» **Prompt**:
In the news passage about Brexit and Catalonia, whose court appearance facing extradition to Spain coincides with the EU finance ministers' meeting?

---------- Text passage ----------

Global Fault Lines Meet in Brussels as Brexit, Catalonia Collide
(Bloomberg) -- Some of the world’s major fault lines will converge over two days and in the space of a few square miles, as Brexit, Catalonia’s fight for independence and efforts to shore up the euro area all reach critical junctures in Brussels.
European Union finance ministers sit down on Monday in the Belgian capital to discuss a new wave of reforms as the ousted Catalan President Carles Puigdemont appears in court facing extradition to Spain. A day later, Donald Trump’s embattled Secretary of State Rex Tillerson arrives for talks with the EU and NATO. The most intense scrutiny, however, may be reserved for Theresa May.
When the British prime minister arrives in Brussels on Monday, she’ll be trying to get negotiations over the U.K.’s exit from the European Union back on track. Eighteen months after British voters caused one of the biggest shocks in Europe’s postwar political history, there’s still no guarantee she can secure a trade deal to smooth the country’s departure.

---------- Extracted records ----------

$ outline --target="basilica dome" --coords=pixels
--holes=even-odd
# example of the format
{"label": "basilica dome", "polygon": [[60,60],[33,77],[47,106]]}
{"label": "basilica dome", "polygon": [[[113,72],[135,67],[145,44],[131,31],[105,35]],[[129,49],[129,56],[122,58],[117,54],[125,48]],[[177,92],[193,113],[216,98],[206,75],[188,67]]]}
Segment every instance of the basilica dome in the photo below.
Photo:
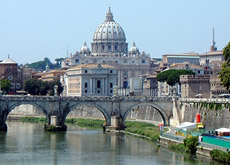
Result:
{"label": "basilica dome", "polygon": [[139,49],[136,47],[135,42],[133,43],[133,46],[130,48],[129,53],[131,53],[131,54],[140,54]]}
{"label": "basilica dome", "polygon": [[94,55],[122,55],[128,52],[125,32],[114,21],[110,8],[106,13],[104,23],[98,26],[94,33],[91,46],[92,54]]}
{"label": "basilica dome", "polygon": [[83,53],[83,54],[90,54],[90,50],[89,50],[89,48],[88,48],[86,42],[84,43],[84,46],[82,46],[80,53]]}
{"label": "basilica dome", "polygon": [[122,27],[113,20],[111,10],[106,14],[106,20],[101,24],[94,33],[94,40],[123,40],[125,41],[125,33]]}

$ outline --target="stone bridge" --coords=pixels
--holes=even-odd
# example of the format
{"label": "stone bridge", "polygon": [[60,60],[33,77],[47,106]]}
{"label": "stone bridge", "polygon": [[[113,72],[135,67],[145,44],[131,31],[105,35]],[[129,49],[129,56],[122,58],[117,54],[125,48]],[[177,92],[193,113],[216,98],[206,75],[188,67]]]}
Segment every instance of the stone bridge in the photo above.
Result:
{"label": "stone bridge", "polygon": [[40,109],[47,125],[64,126],[68,114],[81,105],[96,107],[104,116],[107,127],[124,129],[131,110],[138,106],[151,106],[157,110],[164,125],[177,120],[170,97],[113,96],[113,97],[59,97],[59,96],[0,96],[0,129],[7,129],[6,118],[17,106],[30,104]]}

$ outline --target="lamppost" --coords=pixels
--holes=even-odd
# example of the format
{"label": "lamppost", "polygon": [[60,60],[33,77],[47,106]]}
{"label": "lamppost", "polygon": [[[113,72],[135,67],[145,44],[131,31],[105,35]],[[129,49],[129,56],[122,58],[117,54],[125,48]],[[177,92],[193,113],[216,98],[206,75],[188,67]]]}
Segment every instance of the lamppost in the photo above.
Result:
{"label": "lamppost", "polygon": [[0,82],[0,96],[2,95],[2,84]]}

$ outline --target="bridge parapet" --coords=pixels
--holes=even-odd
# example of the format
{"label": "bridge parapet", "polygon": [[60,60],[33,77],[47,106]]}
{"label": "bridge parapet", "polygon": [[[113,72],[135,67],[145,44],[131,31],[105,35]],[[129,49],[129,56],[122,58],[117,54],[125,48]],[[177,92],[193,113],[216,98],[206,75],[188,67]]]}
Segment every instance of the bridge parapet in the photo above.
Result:
{"label": "bridge parapet", "polygon": [[207,103],[230,103],[230,99],[226,98],[184,98],[180,99],[180,102],[193,103],[193,102],[207,102]]}

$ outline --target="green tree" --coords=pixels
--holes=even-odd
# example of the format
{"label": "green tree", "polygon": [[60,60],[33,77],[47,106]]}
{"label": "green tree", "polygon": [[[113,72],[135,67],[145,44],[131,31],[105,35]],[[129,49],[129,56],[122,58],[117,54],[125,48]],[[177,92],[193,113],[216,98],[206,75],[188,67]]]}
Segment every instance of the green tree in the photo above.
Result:
{"label": "green tree", "polygon": [[61,62],[64,60],[64,58],[56,58],[56,66],[55,68],[60,68],[61,67]]}
{"label": "green tree", "polygon": [[223,51],[225,63],[222,65],[222,69],[219,74],[221,84],[230,91],[230,42],[224,48]]}
{"label": "green tree", "polygon": [[222,65],[222,69],[220,71],[220,81],[221,84],[226,87],[226,89],[229,91],[229,87],[230,87],[230,66],[225,62]]}
{"label": "green tree", "polygon": [[224,51],[223,51],[223,55],[224,55],[224,60],[230,64],[230,42],[228,43],[227,46],[225,46]]}
{"label": "green tree", "polygon": [[187,149],[187,151],[190,153],[196,153],[198,144],[199,142],[197,136],[184,139],[184,146]]}
{"label": "green tree", "polygon": [[9,93],[11,87],[11,81],[8,79],[1,79],[1,89],[3,93]]}
{"label": "green tree", "polygon": [[24,90],[31,95],[39,95],[41,91],[42,80],[30,79],[24,84]]}
{"label": "green tree", "polygon": [[169,69],[162,71],[157,75],[157,80],[160,82],[167,82],[168,85],[174,86],[176,83],[180,83],[181,75],[194,75],[195,73],[191,70],[178,70]]}
{"label": "green tree", "polygon": [[49,84],[50,84],[50,95],[51,96],[54,95],[54,86],[55,85],[58,86],[58,90],[57,90],[58,95],[60,95],[62,93],[62,91],[63,91],[64,88],[63,88],[61,82],[59,81],[59,79],[56,79],[54,81],[50,81]]}

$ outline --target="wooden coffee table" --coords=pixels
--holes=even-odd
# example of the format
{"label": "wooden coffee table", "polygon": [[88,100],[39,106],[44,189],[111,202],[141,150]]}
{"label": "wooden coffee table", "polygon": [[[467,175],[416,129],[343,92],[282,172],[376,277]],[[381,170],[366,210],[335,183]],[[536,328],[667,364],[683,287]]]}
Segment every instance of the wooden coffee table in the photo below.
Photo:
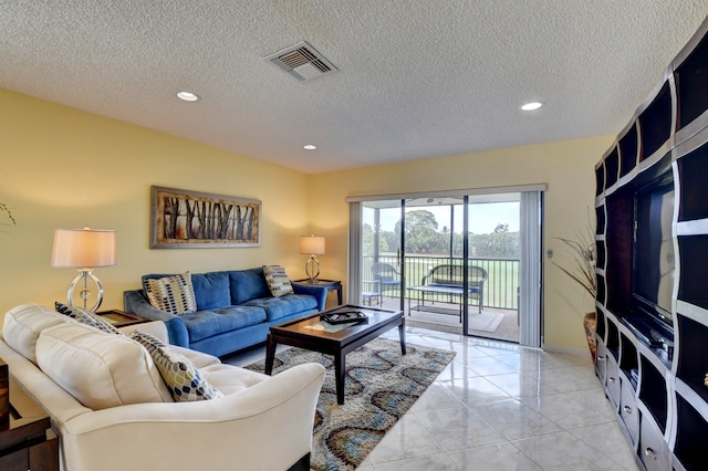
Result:
{"label": "wooden coffee table", "polygon": [[266,374],[273,371],[275,346],[291,345],[309,350],[334,355],[334,376],[336,379],[336,401],[344,404],[344,376],[346,375],[346,354],[373,341],[386,331],[398,327],[400,353],[406,354],[406,318],[403,311],[382,310],[355,305],[343,305],[325,313],[360,311],[368,316],[366,324],[331,325],[320,320],[320,314],[272,326],[268,334],[266,350]]}

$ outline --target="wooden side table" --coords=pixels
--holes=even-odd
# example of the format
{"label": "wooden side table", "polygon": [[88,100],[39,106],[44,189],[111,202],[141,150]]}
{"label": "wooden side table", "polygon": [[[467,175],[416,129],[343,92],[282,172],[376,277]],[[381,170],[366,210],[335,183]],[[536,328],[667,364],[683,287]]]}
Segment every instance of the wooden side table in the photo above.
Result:
{"label": "wooden side table", "polygon": [[314,281],[314,283],[310,282],[310,279],[303,279],[303,280],[295,280],[295,282],[298,283],[304,283],[304,284],[315,284],[317,286],[324,286],[327,289],[327,293],[330,291],[336,291],[336,305],[341,306],[342,305],[342,282],[340,280],[322,280],[322,279],[317,279]]}
{"label": "wooden side table", "polygon": [[125,327],[126,325],[143,324],[148,322],[147,318],[139,315],[126,313],[118,310],[101,311],[97,312],[101,317],[111,323],[114,327]]}
{"label": "wooden side table", "polygon": [[10,377],[10,423],[0,427],[0,470],[59,471],[50,418]]}

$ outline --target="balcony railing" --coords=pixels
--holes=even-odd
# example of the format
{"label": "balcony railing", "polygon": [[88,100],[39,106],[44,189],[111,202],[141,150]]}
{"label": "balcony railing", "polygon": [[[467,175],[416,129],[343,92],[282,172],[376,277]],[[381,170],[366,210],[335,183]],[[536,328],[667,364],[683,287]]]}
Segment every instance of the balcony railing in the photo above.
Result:
{"label": "balcony railing", "polygon": [[[396,257],[379,257],[378,262],[396,266]],[[363,279],[373,280],[373,257],[364,257],[362,269]],[[462,265],[461,258],[406,255],[404,270],[406,285],[420,284],[428,271],[441,264]],[[519,286],[519,259],[485,259],[471,258],[470,264],[487,270],[488,280],[485,283],[485,306],[502,310],[518,310],[517,290]],[[387,296],[399,296],[400,289],[396,287],[385,293]]]}

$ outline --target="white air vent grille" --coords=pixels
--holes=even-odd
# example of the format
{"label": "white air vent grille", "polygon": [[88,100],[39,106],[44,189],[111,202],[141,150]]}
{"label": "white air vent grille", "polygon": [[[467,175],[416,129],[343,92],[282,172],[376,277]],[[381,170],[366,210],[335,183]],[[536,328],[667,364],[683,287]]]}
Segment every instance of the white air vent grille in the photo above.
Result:
{"label": "white air vent grille", "polygon": [[263,61],[270,61],[301,81],[336,71],[330,61],[305,41],[263,57]]}

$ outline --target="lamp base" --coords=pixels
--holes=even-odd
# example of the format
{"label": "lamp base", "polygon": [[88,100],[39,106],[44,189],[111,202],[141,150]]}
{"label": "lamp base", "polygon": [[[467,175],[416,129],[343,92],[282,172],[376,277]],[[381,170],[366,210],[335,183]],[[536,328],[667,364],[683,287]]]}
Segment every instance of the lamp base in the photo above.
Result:
{"label": "lamp base", "polygon": [[322,265],[320,264],[320,261],[317,260],[317,258],[314,255],[310,255],[310,258],[305,262],[305,274],[310,279],[309,280],[310,283],[317,282],[317,276],[320,276],[321,269],[322,269]]}
{"label": "lamp base", "polygon": [[88,310],[88,311],[95,312],[98,307],[101,307],[101,303],[103,302],[103,284],[101,284],[101,280],[98,280],[98,278],[95,274],[93,274],[93,271],[90,269],[79,270],[79,274],[76,275],[75,279],[72,280],[71,284],[69,285],[69,290],[66,290],[66,299],[71,307],[76,307],[76,304],[74,304],[74,290],[76,289],[76,285],[83,281],[83,287],[79,293],[79,297],[81,297],[83,302],[82,307],[86,310],[88,297],[91,297],[91,290],[88,290],[88,279],[93,280],[96,287],[98,289],[96,301],[94,305]]}

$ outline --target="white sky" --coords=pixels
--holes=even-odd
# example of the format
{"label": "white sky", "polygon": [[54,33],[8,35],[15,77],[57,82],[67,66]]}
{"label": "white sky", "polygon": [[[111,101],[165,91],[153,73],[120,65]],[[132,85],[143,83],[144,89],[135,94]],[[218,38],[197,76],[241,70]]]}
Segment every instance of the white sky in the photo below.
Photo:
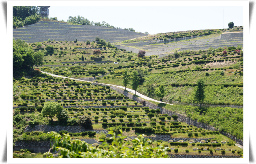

----------

» **Written answer**:
Ousted Catalan President Carles Puigdemont